[Textauszug]
☆ ☆ ☆
Ich fände es ja top, wenn Ubisoft noch vor 2009 mit SC:Conviction auf den Markt kommen würde, scheint ja aber nicht mehr der Fall zu sein. (31.12.2009)


----------



## hyperionical (30. August 2008)

*AW: Das wäre mal der Hammer!!!*



Pasknalli schrieb:


> Das dachte ich eigentlich auch
> Aber egal weiter im Thema.
> 
> Ich hätte auch riesen Lust auf ein Schleichshooter / RPG als FPS oder wahlweise TPS in der Art von Tenchu für den PC in guter Quali. Oder gibt es Tenchu für den PC? Ist mir bis jetzt entgangen.



Eine Fortsetzung der besten Schleichspiel-Reihe = Thief 4 (Dark Project)


----------



## Pasknalli (31. August 2008)

*AW: Das wäre mal der Hammer!!!*

Na ja Thief3 hat mich irgendwie nicht wo gepackt wie damals Tenchu auf der PS1. Liegt wahrscheinlich an meinem Kampfkunst Faible. ^^


----------



## darksplinter (1. September 2008)

*AW: Das wäre mal der Hammer!!!*

Was genail wäre wenn Darkfall mal kommen würde...


----------



## Stefan Payne (1. September 2008)

*AW: Das wäre mal der Hammer!!!*

Starlancer 2, Elite 3, Wing Commander : Privateer 2 (im Wing Commander Universum wie der erste Teil nicht so eine kacke wie Privateer 2), Wing Commander 5.

Ein Starwars Space Opera im Stile von X-Wing und Tie Fighter zu Zeiten der ersten 3 Teile...


----------



## ED101 (2. September 2008)

*AW: Das wäre mal der Hammer!!!*

GT für den PC, definitiv.


----------



## PCGH_Thilo (9. September 2008)

Mod-Edit: Aussagekräftigen Threadnamen hinzugefügt.


----------



## Lee (9. September 2008)

Ich wäre für die alten Final Fantasy Teile...


----------



## Philster91 (9. September 2008)

Mir ist noch was eingefallen:
Ne Neuauflage von Cossacks oder Patrizier würde ich genial finden.


----------



## Lexx (9. September 2008)

Aquanox (Schleichfahrt), Wing Commander (wurden die Katzen je ausgerottet?), Starlancer, Freelancer, Freespace, Privateer, Homeworld, Tie-Fighter-Simulation extrahart, Expandable mit neuen Effekten, und wie hieß der noch mit den Robotern in den Minen.. ? 
oder Dungeon Keeper 

.. und bevor ich vergesse: Minesweeper


----------



## unhurt (9. September 2008)

Für eine Fortsetzung von *Gorky17* würde ich alles geben!!!
☆ ☆ ☆
[Aufgelistetes Material]
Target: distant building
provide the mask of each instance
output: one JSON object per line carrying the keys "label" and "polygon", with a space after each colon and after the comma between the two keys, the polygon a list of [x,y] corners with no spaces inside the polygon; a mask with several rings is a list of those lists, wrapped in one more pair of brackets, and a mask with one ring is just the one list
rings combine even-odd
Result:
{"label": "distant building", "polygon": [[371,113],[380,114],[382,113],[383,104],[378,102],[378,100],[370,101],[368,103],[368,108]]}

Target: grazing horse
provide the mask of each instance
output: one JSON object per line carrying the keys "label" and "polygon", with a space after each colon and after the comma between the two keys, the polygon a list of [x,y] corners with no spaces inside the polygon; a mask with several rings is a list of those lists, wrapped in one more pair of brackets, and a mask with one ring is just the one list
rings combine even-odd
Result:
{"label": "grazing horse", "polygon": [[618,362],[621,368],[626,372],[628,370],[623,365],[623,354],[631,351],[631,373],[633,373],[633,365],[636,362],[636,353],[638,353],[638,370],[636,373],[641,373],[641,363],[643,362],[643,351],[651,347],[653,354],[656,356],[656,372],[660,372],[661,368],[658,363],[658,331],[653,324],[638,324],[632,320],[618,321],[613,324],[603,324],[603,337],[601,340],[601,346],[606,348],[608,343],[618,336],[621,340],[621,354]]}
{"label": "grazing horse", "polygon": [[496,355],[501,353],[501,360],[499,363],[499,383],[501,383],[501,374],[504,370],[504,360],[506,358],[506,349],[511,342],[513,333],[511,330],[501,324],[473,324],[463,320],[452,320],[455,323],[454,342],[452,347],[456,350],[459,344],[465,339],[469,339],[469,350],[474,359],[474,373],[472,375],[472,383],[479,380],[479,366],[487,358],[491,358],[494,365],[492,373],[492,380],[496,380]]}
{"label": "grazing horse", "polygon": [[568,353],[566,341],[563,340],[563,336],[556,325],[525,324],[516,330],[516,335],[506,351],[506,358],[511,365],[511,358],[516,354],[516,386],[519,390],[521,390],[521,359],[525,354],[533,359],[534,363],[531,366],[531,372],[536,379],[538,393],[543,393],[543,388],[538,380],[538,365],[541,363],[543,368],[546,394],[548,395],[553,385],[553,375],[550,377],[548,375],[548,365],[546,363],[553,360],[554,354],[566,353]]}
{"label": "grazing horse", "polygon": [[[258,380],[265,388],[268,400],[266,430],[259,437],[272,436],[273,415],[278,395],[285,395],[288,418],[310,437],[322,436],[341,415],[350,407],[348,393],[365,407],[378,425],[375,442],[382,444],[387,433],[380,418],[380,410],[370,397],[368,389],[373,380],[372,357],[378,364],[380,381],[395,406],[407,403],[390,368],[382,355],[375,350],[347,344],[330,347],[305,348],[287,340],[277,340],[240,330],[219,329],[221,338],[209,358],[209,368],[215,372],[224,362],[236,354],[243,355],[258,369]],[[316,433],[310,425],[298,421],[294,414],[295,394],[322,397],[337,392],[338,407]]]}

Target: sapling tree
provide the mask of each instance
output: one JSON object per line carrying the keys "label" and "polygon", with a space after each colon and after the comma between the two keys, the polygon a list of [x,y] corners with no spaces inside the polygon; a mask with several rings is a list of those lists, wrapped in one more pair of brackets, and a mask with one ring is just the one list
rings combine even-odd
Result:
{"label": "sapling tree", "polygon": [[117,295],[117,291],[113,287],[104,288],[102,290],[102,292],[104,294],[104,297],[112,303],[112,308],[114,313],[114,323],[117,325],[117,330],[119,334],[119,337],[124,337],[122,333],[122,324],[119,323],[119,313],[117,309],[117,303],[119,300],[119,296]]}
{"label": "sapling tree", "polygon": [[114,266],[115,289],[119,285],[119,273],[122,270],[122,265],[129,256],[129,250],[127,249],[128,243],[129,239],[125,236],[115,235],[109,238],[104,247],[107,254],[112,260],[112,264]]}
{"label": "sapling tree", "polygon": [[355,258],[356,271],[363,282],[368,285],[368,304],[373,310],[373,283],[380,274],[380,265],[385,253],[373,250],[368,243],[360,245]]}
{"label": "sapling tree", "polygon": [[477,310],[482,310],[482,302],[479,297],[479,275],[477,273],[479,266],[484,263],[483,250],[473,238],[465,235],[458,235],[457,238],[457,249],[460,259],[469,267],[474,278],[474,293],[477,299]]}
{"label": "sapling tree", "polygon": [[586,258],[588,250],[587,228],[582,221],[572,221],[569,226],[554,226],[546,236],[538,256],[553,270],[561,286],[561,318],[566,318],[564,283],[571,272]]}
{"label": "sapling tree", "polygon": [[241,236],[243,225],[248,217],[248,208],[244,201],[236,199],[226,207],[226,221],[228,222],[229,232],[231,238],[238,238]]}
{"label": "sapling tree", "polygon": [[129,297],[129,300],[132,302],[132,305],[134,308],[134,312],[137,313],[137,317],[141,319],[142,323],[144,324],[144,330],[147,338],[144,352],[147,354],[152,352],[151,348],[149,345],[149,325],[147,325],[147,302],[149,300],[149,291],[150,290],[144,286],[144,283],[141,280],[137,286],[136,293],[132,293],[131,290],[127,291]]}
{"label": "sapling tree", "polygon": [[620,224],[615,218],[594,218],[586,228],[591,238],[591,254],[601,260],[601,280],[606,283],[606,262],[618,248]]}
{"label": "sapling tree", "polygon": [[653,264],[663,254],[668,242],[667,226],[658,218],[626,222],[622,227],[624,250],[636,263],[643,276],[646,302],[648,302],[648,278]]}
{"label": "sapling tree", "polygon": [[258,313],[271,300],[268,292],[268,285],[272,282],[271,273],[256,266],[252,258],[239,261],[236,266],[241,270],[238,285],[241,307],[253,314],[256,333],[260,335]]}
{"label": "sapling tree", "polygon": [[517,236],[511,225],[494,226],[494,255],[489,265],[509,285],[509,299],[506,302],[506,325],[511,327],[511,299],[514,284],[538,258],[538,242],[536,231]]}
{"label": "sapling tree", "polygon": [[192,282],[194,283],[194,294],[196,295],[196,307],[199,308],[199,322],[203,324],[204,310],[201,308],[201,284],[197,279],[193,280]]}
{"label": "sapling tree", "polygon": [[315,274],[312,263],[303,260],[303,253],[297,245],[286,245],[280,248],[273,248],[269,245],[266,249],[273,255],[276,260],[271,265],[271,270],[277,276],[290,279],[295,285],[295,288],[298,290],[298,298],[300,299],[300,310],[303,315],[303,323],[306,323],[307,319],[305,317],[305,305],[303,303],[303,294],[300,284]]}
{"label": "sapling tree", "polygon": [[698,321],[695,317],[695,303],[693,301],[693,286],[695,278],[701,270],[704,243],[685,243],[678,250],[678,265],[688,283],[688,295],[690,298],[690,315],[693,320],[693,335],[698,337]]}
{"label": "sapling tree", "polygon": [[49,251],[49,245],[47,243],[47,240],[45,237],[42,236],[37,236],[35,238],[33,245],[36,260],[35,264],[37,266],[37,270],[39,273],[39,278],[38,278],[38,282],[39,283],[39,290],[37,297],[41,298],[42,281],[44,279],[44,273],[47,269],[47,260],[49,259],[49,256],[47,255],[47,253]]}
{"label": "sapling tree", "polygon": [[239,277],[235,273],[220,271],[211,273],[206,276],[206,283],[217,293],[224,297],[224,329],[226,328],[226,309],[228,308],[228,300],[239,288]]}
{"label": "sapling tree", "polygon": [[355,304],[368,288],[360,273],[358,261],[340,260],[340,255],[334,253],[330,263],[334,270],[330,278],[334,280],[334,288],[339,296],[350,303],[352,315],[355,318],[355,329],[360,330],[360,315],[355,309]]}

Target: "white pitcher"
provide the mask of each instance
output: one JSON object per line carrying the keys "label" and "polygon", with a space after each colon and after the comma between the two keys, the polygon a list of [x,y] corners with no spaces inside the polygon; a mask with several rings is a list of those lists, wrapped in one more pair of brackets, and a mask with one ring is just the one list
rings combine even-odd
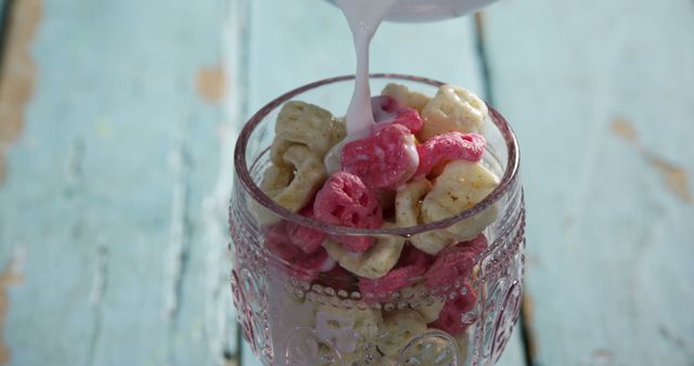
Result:
{"label": "white pitcher", "polygon": [[[329,0],[334,2],[334,0]],[[378,0],[374,0],[378,1]],[[430,22],[458,17],[497,0],[399,0],[386,15],[394,22]]]}

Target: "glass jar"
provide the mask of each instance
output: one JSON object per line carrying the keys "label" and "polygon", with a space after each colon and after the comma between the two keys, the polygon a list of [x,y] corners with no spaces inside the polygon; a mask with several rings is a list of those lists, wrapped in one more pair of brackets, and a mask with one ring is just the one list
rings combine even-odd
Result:
{"label": "glass jar", "polygon": [[[388,82],[427,95],[442,84],[412,76],[371,75],[373,90]],[[281,106],[296,100],[347,110],[352,88],[354,76],[300,87],[258,110],[239,136],[229,220],[231,288],[244,338],[266,365],[493,364],[518,317],[525,259],[518,146],[496,109],[489,107],[480,133],[487,140],[483,164],[500,184],[477,205],[448,219],[381,230],[334,226],[285,210],[260,191]],[[395,291],[370,292],[330,260],[316,269],[308,264],[312,258],[288,260],[271,250],[287,225],[329,237],[370,237],[383,248],[400,245],[407,250],[408,240],[417,235],[436,234],[491,211],[496,219],[484,237],[475,239],[486,238],[486,246],[470,251],[466,271],[453,272],[460,275],[445,277],[436,286],[413,276]]]}

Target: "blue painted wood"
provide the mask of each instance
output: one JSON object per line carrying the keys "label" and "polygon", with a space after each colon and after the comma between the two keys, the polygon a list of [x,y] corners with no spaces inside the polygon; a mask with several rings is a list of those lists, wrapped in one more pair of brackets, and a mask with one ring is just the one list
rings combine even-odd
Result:
{"label": "blue painted wood", "polygon": [[691,1],[506,1],[487,12],[528,208],[538,365],[694,360]]}
{"label": "blue painted wood", "polygon": [[0,185],[8,364],[222,364],[232,108],[201,70],[231,51],[229,2],[41,8]]}

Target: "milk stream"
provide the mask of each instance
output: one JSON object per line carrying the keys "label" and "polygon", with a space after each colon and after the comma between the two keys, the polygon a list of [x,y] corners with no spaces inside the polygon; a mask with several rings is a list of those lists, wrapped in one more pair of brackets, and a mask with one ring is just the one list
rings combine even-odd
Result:
{"label": "milk stream", "polygon": [[355,41],[357,53],[357,78],[351,102],[347,108],[347,138],[325,155],[325,168],[331,174],[340,169],[339,155],[343,146],[365,138],[375,125],[371,112],[371,89],[369,88],[369,47],[383,17],[399,0],[335,0],[343,11]]}

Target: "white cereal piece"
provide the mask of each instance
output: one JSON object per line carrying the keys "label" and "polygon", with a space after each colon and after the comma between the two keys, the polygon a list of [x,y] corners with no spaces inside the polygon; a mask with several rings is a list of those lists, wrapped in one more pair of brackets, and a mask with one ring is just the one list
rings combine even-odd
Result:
☆ ☆ ☆
[Aufgaben]
A) Beantworte diese Fragen zum Forenthread über Spielewünsche:
(i) Welche Fortsetzung wünscht sich hyperionical?
(ii) Auf welcher Konsole hat Pasknalli Tenchu gespielt?
(iii) Was hat PCGH_Thilo laut seinem Mod-Edit getan?
B) Führe den Forenthread über Spielewünsche nach dem Beitrag von unhurt weiter.

[Antworten je Aufgabe]
A)
(i) Thief 4 (Dark Project)
(ii) Auf der PS1
(iii) Er hat einen aussagekräftigen Threadnamen hinzugefügt.

B)
*Gorky 17* ftw 
http://de.wikipedia.org/wiki/Gorky_17



PS: Wer von euch kennt das Game ?


----------



## riedochs (9. September 2008)

Ich wueder mich ueber ein neues C&C Renegade und Dungeon Keeper freuen.


----------



## Pokerclock (9. September 2008)

Ich hätte gerne ein Mechwarrior 5. 

Alternative ein neues Mechwarrior 3 mit aufgebohrter Grafik.


----------



## Hyperhorn (9. September 2008)

Grand Prix 
Jazz Jackrabbit 
Der Clou! 
Alien vs. Predator 
Kiss: Psycho Circus
Lemmings
Hocus Pocus
Baldur's Gate
Icewind Dale

und und und...

Aber da muss ich mir keine Illusionen machen, außer AvP und BG (+ evtl. ID)   werden diese Spiele wohl alle nicht mehr neu aufgelegt.


----------



## Olstyle (9. September 2008)

Aus aktuellem Anlass(spiele gerade wieder) wünsch ich mir eine neue Special-Edition von *The Longest Journey* mit richtig hoch aufgelösten 3D-Modellen.
Die Hintergründe sind immer noch 1A, aber April sieht selbst in der verbesserten Version mehr nach Kamm als nach einem Menschen aus.


----------



## Elkgrin (9. September 2008)

Deus Ex

Teil 3 sollte bald erscheinen


----------



## Triple-Y (9. September 2008)

spontan würde ich davon gerne ne Fortsetzung haben
*Boiling Point
Fahrenheit*


----------



## Uziflator (9. September 2008)

Am liebsten hät ich "Final Fantasy 7"


----------



## Pasknalli (9. September 2008)

ja da sagst Du was.

Mechwarrior. 

vieleicht sogar in einer Variante als MMORPG


----------



## z3r0 (9. September 2008)

Also klar auf Platz 1 steht bei mir Final Fantasy VII!!
Wär echt nett wenn es vielleicht doch für die PS3 neu aufgelegt wird und es nicht nur bei der alten Techdemo bleibt.
Mit 2D Games komm ich ja gut klar, zumindest den meissten, aber den ersten 3D Games würd nen Facelifting gut stehen find ich.
Auf Platz 2 käme Baldurs Gate, ist zu niedrig aufgelöst um es noch zu ertragen aber die Story so geil wie Final Fantasy.


----------



## kmf (9. September 2008)

Wurde Wolfenstein schon genannt? 

Wolfenstein


----------



## f3rr1s (9. September 2008)

Final Fantasy 7 !!!! und von der SNES Secret of Evermore und Secret of Mana !


----------



## unhurt (10. September 2008)

Triple-Y schrieb:


> spontan würde ich davon gerne ne Fortsetzung haben
> *Boiling Point
> Fahrenheit*



_Boiling Point_ hat mit zwar nicht gefallen, aber ein Remake von _Fahrenheit_ wäre echt geil...


----------



## Olstyle (10. September 2008)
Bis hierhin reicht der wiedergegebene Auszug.